EXERCISES TO COMPLETE >>
A. Translate this sentence from the Ian Howe Concrete Pumps profile into Spanish: "Encouraged by Trent’s raw enthusiasm, they also could see potential in the 15-year-old son of one of their operators, Dave Taiapa."
B. Extend the Ian Howe Concrete Pumps profile with new text that starts after its last sentence.

— BEGIN PROVIDED TEXT —

Profile: Ian Howe Concrete Pumps

By: Lyndsay Whittle, Photography by: Lyndsay Whittle

Deals on Wheels meets two young minds, who, with sheer grit and determination, are working their way to the top at Ian Howe Concrete Pumps

Ian Howe has been pumping concrete for 37 years, and he and his partner Harriet Wells knew they were onto a good thing when they started training their son Trent to be active in their business back when he was only 16.

Ian Howe’s concrete pumps can reach up to 47m

Encouraged by Trent’s raw enthusiasm, they also could see potential in the 15-year-old son of one of their operators, Dave Taiapa.

Dave’s son Justin just didn’t seem to have much interest in going to school, however, Ian and Harriet were prepared to take him on as a general hand in the business and as the saying goes, he’s never looked back.

This introduction of young blood into the business took place back in 2012, but skip forward to current times and you see two highly experienced concrete pump operators who are in charge of some expensive boom pumps, pumping concrete into some of Auckland’s most expensive pieces of real estate.

Deals on Wheels recently had the opportunity to follow Trent and Justin in their trucks around Auckland and into some extremely tight worksites with boss man Ian as our guide.

— END PROVIDED TEXT —
— BEGIN STORED ROWS —

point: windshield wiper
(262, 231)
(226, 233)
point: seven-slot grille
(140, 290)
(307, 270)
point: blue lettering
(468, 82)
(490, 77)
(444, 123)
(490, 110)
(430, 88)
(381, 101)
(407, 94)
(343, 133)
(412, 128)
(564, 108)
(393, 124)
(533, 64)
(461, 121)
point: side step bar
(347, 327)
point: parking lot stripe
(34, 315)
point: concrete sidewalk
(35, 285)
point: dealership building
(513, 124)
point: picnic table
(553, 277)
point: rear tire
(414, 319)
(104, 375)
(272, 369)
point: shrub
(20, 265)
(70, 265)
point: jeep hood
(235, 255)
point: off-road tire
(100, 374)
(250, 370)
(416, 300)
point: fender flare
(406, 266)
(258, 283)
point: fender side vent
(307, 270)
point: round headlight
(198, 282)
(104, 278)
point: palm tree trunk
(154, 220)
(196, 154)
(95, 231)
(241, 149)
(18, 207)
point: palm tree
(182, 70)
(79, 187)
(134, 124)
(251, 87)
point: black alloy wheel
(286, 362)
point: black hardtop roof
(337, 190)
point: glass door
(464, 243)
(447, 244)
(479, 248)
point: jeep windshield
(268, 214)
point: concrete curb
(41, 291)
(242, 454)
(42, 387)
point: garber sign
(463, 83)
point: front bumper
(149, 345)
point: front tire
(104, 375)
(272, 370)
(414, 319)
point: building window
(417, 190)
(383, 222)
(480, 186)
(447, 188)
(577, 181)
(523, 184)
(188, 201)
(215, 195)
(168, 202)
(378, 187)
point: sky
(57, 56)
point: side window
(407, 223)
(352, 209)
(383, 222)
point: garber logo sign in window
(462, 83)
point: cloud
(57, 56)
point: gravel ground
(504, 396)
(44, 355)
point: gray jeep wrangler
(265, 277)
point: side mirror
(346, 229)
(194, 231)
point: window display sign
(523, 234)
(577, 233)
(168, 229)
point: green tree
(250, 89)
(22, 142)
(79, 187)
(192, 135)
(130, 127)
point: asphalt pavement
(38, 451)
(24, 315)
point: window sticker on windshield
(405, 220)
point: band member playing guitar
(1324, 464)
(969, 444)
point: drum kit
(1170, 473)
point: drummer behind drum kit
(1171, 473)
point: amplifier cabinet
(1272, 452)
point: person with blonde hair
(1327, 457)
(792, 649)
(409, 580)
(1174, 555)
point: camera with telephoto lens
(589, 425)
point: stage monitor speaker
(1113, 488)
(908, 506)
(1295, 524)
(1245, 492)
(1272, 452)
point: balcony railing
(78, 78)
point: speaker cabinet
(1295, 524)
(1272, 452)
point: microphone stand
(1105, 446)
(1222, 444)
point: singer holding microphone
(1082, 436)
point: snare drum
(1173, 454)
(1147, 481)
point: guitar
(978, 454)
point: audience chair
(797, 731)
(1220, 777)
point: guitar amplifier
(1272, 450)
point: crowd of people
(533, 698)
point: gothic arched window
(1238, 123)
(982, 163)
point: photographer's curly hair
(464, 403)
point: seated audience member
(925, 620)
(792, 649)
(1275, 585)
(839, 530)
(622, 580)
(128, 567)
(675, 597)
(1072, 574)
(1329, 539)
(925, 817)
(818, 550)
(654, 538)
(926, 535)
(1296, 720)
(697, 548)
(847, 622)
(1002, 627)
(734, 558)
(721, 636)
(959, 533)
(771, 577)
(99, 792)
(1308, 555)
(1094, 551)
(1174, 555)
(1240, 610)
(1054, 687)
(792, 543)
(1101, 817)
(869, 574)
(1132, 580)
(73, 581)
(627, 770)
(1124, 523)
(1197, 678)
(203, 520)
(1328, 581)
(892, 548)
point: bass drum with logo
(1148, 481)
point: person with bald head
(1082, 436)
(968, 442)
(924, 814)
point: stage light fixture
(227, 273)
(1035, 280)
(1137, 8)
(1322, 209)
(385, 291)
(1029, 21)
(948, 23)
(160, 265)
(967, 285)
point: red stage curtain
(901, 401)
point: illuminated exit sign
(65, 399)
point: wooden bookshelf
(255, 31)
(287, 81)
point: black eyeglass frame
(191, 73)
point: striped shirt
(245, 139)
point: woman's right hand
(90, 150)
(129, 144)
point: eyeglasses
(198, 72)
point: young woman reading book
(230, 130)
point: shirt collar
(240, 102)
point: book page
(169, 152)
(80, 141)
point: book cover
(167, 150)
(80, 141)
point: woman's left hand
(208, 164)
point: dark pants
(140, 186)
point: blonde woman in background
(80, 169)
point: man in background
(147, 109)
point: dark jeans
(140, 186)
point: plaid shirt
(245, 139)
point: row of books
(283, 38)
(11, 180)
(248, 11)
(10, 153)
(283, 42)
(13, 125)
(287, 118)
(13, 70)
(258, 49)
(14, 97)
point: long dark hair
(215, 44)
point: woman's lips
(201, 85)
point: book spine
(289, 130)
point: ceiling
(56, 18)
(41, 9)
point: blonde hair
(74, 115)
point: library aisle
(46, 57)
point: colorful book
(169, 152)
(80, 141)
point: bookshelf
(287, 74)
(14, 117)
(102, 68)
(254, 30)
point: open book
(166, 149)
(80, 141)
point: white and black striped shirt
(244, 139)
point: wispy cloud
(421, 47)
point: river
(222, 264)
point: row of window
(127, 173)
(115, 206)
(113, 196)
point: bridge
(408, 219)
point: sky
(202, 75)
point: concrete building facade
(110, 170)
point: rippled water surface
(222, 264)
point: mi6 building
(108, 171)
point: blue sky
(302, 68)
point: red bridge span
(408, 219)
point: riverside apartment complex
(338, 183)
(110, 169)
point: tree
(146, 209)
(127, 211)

— END STORED ROWS —
— BEGIN STORED ROWS —

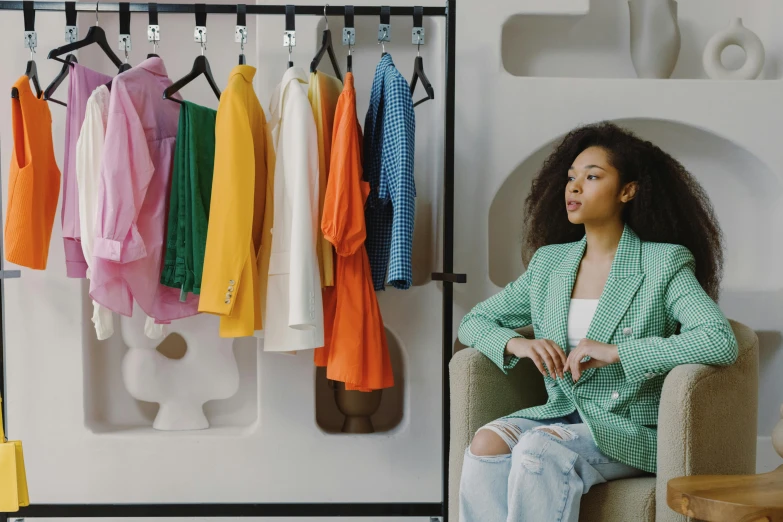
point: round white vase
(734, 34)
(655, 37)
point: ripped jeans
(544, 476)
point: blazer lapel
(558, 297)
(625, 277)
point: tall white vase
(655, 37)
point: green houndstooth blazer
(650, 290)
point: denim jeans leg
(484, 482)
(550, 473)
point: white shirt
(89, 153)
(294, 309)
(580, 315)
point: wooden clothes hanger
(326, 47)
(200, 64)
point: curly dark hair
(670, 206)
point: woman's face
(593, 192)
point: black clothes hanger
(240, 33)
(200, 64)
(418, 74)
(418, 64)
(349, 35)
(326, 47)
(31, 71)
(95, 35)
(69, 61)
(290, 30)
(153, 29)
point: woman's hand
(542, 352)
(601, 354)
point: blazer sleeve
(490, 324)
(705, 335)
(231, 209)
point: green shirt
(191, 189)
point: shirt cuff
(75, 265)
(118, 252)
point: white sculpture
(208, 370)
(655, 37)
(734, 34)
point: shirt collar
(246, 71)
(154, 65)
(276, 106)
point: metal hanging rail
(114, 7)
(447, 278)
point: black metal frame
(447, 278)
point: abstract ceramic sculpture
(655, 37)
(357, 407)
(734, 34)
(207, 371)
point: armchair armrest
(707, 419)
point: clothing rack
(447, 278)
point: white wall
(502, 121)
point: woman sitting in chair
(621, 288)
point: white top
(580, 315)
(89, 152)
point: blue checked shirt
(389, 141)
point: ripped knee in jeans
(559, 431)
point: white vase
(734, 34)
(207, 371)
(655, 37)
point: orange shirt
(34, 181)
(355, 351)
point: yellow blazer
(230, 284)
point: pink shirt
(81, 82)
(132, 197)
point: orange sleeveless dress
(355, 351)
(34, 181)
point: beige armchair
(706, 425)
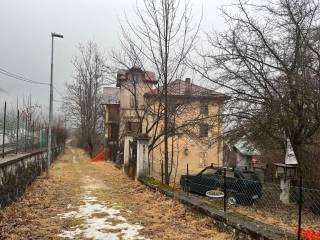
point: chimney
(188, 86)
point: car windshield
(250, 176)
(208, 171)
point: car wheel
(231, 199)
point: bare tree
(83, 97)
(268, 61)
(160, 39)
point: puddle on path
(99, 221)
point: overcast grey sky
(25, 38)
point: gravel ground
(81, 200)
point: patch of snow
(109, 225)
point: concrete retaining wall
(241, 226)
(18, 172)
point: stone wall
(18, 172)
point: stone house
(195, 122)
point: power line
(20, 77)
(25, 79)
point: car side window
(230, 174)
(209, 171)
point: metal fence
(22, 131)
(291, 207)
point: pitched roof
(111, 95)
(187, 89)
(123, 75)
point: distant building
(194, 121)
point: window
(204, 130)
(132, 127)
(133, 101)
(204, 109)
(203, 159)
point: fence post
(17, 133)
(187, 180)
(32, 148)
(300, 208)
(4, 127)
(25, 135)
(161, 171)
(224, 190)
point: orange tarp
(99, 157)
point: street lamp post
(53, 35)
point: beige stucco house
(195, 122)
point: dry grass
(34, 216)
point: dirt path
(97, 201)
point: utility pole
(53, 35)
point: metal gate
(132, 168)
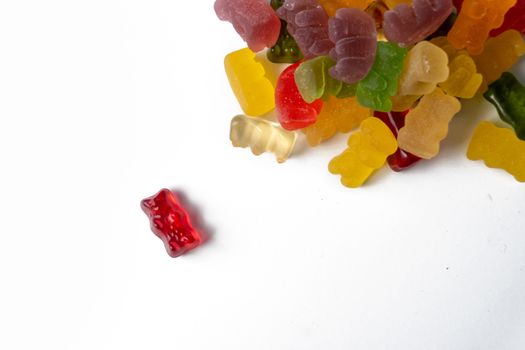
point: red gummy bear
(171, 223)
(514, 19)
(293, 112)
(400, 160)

— END STORED ROWS —
— BEGIN STORED ROWS —

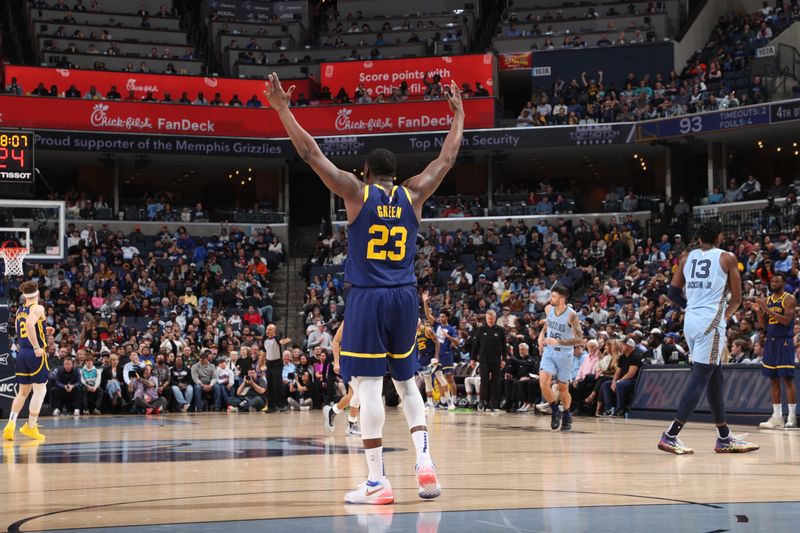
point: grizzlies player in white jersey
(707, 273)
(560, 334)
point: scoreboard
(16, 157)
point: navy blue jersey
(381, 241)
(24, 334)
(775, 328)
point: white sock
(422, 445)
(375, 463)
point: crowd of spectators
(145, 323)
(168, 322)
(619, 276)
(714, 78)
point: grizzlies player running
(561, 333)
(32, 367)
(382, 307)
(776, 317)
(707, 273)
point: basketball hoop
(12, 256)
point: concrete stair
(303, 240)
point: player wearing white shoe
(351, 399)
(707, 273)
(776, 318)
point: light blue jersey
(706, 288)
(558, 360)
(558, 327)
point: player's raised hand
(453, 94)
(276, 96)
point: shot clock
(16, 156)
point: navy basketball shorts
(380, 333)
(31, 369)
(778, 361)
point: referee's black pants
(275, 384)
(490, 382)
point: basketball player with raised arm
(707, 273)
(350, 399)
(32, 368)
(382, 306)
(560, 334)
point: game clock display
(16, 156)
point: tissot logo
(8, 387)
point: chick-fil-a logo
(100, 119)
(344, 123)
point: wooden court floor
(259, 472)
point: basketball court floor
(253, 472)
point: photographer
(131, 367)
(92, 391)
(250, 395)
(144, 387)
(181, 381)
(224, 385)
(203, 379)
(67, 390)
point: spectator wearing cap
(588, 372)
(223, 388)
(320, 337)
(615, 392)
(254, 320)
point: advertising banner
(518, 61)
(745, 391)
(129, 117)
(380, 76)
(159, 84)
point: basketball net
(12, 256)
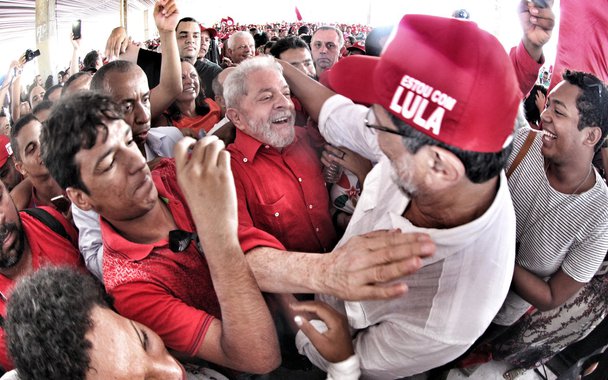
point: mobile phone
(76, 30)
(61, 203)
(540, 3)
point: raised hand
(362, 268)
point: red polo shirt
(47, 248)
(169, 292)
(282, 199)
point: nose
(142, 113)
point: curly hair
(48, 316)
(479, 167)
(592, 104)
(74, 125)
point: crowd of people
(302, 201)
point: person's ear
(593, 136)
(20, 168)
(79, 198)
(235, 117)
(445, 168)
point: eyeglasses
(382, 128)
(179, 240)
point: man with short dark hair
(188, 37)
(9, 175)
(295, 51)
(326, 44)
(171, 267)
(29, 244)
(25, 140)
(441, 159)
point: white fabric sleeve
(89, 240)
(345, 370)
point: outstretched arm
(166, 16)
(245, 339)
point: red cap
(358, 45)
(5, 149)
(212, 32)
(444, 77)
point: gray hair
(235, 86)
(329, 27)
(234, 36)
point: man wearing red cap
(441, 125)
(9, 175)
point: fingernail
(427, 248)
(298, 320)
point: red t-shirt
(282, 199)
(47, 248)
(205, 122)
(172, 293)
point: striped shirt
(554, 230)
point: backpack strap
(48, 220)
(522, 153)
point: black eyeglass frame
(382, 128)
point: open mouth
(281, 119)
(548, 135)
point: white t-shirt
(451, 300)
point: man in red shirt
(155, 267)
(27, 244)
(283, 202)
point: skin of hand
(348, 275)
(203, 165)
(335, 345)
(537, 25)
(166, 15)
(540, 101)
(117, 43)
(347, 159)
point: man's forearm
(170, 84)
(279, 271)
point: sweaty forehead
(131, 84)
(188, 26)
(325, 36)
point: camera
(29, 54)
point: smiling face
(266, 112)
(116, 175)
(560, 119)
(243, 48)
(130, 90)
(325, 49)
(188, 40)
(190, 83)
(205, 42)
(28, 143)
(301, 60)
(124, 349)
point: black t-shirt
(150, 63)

— END STORED ROWS —

ANSWERS >>
A. Animados por el entusiasmo genuino de Trent, también vieron potencial en el hijo de 15 años de uno de sus operadores, Dave Taiapa.

B.
Justin Taiapa is in charge of some expensive kit

One of the first things that grabs your attention is the fact that not only are these sites hellishly tight but another consideration to take into account is that the pump needs to be placed in an exact position so as to allow a concrete truck to be backed up to the pump’s hopper.

In the case of the larger-capacity boom pumps, at times, room has to be accounted for in order to accommodate two concrete trucks feeding one hopper at the same time.

And just to add another level of excitement to these manoeuvres, even more room needs to be allowed for the correct length of spread on the stabilisers to counteract huge volumes of concrete being pumped up and over multi-storey buildings to a height/length of up to 47 metres when the company’s largest boom pumps are employed on-site.

Plus, when you factor in three and in some cases five-section booms that need to be unfolded and slewed into position amid a bunch of multi-million-dollar high rises, one would imagine there’d be a certain amount of ‘pucker factor’ on the part of the person running the rig.


"One of the attributes of an efficient boom pump operator is the ability to multitask"

Naturally, Trent, who’s now 23, and Justin, who’s 21, had to work their way up through the ranks before they’d gained enough experience to be able to run the big rigs on the larger jobs.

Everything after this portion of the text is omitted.